Top of STUDY TEXT

What It’s Like to Translate For the Pharmaceutical Industry

Pharmaceutical translation is a unique field in the translation services industry. Even the most experienced professional translators know that the stakes are the highest in this industry. Any mistake, misunderstanding or cultural oversight, may lead to huge financial losses, lawsuits or loss of consumer trust, or worse, illness or death.

We’re not trying to be dramatic. We love our job. And we are more than capable of handling translation project like these. But we know the translation business isn’t popular or simple. So we try to paint a picture of our work.

A translators job isn’t as simple as sitting down with the source document, thinking about the translated words or phrases, and then typing it. We use software to keep track of common and complex terms, automatic and manual revisions, and we check for inconsistencies. All of it, to make sure we don’t misspell a substance’s name.

Bottom of STUDY TEXT
Top of DATA SHOWN

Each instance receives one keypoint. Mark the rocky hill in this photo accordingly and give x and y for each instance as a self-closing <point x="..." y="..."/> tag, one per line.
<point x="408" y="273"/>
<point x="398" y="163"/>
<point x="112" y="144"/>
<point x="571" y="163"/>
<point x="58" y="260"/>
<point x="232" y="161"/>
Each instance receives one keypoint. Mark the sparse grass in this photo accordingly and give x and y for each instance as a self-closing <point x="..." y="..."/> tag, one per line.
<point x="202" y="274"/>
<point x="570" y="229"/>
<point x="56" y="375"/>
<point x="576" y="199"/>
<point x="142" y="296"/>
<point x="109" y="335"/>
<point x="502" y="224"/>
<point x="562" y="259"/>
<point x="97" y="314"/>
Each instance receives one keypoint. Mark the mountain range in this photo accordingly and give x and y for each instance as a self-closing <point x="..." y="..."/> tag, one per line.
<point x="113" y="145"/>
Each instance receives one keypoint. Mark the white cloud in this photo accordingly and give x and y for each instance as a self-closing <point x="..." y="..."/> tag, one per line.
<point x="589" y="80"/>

Bottom of DATA SHOWN
Top of DATA SHOWN

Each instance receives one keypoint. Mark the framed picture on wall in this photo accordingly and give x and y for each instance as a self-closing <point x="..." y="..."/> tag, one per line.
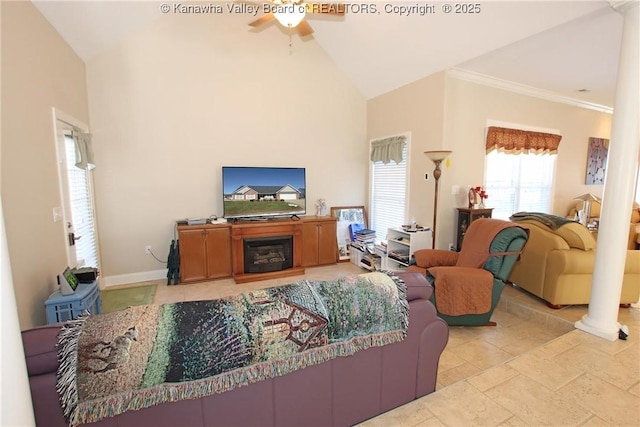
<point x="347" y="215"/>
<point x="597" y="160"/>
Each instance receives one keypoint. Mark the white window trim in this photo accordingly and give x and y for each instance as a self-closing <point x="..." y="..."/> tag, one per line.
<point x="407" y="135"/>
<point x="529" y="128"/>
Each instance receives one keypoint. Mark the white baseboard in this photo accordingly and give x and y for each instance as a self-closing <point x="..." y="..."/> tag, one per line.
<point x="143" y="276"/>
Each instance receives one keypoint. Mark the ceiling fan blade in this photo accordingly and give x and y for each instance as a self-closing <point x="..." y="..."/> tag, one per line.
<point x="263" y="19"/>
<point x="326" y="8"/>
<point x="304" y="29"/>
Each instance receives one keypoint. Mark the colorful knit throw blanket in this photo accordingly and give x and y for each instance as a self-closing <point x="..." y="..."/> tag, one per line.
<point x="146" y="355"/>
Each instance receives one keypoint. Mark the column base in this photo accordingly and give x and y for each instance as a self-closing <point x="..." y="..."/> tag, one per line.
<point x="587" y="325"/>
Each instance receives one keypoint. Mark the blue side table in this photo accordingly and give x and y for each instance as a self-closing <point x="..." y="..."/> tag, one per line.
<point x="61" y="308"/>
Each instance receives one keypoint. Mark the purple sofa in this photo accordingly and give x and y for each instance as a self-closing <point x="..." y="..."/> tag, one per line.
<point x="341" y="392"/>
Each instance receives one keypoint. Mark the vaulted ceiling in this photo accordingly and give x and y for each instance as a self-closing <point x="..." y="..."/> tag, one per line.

Bottom of DATA SHOWN

# EXERCISE AIM:
Copy the text on pharmaceutical translation starting at "Pharmaceutical translation is" and ending at "of our work.", substituting "sector" for each "industry".

# ANSWER SECTION:
Pharmaceutical translation is a unique field in the translation services sector. Even the most experienced professional translators know that the stakes are the highest in this sector. Any mistake, misunderstanding or cultural oversight, may lead to huge financial losses, lawsuits or loss of consumer trust, or worse, illness or death.

We’re not trying to be dramatic. We love our job. And we are more than capable of handling translation project like these. But we know the translation business isn’t popular or simple. So we try to paint a picture of our work.